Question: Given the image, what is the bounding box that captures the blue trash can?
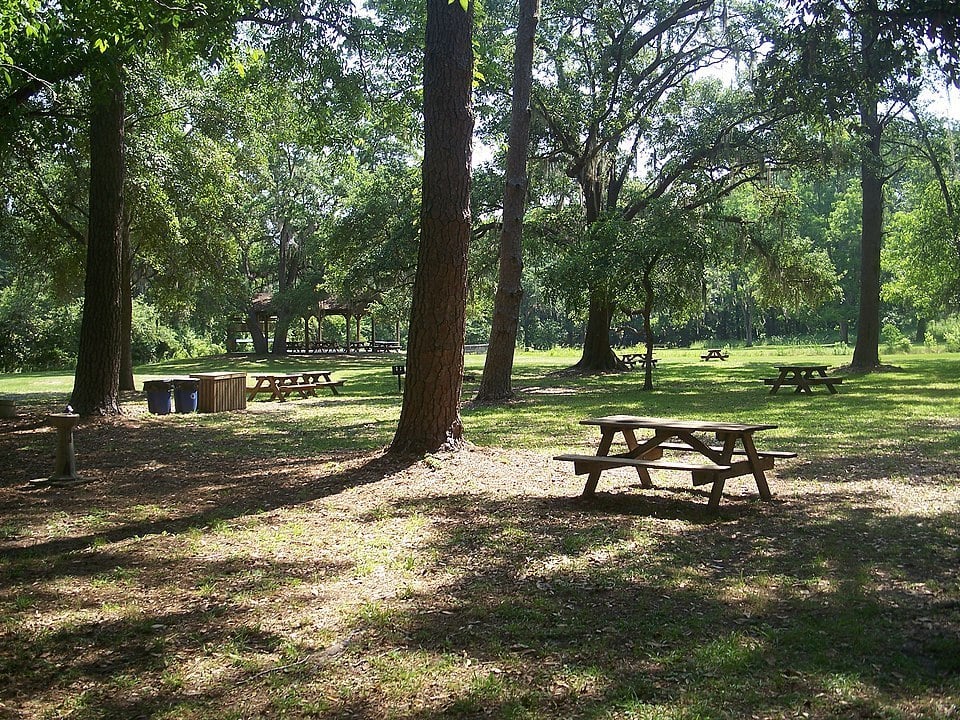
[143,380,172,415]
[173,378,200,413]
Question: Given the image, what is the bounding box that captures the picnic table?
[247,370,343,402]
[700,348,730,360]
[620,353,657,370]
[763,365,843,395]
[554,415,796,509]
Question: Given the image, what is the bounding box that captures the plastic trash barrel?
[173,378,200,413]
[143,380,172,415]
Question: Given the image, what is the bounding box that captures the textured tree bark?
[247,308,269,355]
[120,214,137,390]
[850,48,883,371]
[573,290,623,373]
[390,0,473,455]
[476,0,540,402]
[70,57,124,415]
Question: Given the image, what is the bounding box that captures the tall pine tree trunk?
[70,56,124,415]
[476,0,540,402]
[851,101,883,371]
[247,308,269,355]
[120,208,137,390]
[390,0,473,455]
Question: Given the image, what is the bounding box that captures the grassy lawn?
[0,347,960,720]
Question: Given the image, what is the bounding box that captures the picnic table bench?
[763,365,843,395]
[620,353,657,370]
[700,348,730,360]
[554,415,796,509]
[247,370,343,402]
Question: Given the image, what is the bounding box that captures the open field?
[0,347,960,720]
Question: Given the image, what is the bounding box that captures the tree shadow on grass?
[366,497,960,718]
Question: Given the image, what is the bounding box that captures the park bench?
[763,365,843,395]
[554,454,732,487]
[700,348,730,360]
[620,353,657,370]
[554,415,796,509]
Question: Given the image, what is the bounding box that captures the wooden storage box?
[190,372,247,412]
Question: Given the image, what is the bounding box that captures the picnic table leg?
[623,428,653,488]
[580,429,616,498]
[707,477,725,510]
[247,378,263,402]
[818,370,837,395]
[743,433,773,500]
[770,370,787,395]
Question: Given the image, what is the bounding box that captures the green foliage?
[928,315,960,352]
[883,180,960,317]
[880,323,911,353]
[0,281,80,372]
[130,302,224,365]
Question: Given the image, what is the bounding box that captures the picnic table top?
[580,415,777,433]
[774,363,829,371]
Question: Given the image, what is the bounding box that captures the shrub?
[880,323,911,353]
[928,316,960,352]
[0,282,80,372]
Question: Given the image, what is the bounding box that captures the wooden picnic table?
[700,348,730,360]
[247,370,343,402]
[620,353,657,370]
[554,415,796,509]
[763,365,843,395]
==
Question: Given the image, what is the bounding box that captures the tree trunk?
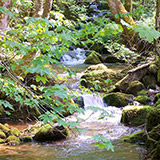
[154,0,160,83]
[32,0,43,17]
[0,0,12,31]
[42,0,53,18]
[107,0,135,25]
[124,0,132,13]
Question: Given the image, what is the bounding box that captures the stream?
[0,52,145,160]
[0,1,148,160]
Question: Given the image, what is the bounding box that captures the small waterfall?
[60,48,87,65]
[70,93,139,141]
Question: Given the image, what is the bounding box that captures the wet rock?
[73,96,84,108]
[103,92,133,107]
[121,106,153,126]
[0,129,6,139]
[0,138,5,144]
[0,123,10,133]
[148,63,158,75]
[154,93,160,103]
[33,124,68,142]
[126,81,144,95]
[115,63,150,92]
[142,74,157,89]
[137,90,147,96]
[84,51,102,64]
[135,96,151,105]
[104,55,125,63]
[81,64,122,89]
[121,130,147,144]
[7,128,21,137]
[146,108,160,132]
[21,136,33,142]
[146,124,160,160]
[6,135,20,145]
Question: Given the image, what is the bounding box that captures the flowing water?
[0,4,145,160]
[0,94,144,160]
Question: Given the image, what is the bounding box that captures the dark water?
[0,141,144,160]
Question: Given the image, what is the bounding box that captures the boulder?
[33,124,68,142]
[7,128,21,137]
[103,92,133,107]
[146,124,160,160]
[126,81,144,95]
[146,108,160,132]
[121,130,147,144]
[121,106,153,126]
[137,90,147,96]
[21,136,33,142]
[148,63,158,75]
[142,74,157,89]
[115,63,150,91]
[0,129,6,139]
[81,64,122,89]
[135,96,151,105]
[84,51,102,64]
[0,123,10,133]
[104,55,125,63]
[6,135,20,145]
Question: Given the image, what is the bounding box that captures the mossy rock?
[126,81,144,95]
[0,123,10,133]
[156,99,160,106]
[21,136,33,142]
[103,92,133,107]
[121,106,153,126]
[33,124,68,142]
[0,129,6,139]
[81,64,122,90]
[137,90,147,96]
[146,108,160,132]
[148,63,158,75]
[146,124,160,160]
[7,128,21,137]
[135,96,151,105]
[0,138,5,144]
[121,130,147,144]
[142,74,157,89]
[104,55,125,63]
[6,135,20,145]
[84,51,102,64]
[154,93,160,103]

Given problem: Turn the lines above into a JSON list of strings, one string per line, with blank lines left out. Begin at the line that has "the small waterfall?" and stop after the line that has "[70,93,139,141]".

Task output:
[
  "Question: Given the image, what is the bounding box that captures the small waterfall?",
  "[60,48,87,65]",
  "[70,93,139,141]"
]